• Selected text
⁂

Basic Event Consumer#

use atproto_jetstream::{Consumer, ConsumerTaskConfig, EventHandler, JetstreamEvent, CancellationToken};
use async_trait::async_trait;
use anyhow::Result;

// Create a custom event handler
struct MyEventHandler;

#[async_trait]
impl EventHandler for MyEventHandler {
    async fn handle_event(&self, event: JetstreamEvent) -> Result<()> {
        println!("Received event: {:?}", event);
        Ok(())
    }

    fn handler_id(&self) -> String {
        "my-handler".to_string()
    }
}

#[tokio::main]
async fn main() -> Result<()> {
    let config = ConsumerTaskConfig {
        user_agent: "my-app/1.0".to_string(),
        compression: false,
        zstd_dictionary_location: String::new(),
        jetstream_hostname: "jetstream1.us-east.bsky.network".to_string(),
        collections: vec!["app.bsky.feed.post".to_string()],
    };

    let consumer = Consumer::new(config);
    let handler = std::sync::Arc::new(MyEventHandler);
    
    consumer.register_handler(handler).await?;
    
    let cancellation_token = CancellationToken::new();
    consumer.run_background(cancellation_token).await?;
    
    Ok(())

⁂

• To be done
Summarize the basic event consumer example in two sentences.

⁂

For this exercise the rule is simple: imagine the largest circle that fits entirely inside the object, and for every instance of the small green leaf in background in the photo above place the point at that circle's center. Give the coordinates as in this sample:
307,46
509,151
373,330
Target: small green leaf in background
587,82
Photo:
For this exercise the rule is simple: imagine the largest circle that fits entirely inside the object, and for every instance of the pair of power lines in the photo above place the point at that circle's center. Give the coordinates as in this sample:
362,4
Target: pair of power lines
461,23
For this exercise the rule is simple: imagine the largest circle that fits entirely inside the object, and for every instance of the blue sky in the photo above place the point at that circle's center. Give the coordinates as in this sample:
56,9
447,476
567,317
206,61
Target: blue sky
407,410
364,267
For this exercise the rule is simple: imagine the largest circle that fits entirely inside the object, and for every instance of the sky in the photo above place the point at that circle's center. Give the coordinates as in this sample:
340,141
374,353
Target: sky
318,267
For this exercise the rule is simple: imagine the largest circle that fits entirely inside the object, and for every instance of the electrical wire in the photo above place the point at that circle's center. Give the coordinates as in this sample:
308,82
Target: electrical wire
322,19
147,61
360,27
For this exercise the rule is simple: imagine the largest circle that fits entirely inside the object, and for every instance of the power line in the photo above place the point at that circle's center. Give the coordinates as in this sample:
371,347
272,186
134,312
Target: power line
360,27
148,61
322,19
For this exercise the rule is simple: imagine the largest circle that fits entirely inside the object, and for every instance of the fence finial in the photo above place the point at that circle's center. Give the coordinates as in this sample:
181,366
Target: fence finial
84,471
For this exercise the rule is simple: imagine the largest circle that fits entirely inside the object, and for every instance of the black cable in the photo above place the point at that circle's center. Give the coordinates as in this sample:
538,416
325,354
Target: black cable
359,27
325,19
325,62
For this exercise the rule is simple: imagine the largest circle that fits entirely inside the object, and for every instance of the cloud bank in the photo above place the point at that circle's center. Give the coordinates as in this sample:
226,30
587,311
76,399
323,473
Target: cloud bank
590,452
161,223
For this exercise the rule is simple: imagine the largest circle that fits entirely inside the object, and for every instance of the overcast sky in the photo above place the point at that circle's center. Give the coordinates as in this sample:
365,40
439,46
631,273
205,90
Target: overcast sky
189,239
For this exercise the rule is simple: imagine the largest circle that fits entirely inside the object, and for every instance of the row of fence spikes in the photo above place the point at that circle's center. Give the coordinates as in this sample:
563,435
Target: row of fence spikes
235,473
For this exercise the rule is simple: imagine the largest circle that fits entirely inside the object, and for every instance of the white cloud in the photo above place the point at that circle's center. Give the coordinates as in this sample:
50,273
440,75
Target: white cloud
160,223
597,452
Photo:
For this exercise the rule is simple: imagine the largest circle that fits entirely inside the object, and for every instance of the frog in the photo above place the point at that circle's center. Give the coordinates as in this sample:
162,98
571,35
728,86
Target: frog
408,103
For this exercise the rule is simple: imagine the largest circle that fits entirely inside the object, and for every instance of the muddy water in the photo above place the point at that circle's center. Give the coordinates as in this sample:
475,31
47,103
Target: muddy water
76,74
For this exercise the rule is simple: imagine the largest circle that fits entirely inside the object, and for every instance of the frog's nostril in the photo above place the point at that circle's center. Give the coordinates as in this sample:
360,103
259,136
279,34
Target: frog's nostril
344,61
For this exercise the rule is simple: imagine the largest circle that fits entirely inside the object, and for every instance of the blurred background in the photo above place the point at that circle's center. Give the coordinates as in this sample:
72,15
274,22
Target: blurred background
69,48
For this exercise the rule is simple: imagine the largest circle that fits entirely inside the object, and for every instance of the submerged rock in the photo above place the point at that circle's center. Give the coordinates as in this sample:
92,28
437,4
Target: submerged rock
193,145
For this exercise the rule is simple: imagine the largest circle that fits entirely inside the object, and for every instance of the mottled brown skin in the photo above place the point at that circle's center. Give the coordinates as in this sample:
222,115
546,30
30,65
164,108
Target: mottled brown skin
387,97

⁂

• Exercise answer
The example defines a custom handler, MyEventHandler, that implements EventHandler by printing each JetstreamEvent it receives and identifying itself as "my-handler". In main, it configures a consumer for the jetstream1.us-east.bsky.network host with compression off and the "app.bsky.feed.post" collection, registers the handler wrapped in an Arc, and runs the consumer in the background with a new CancellationToken.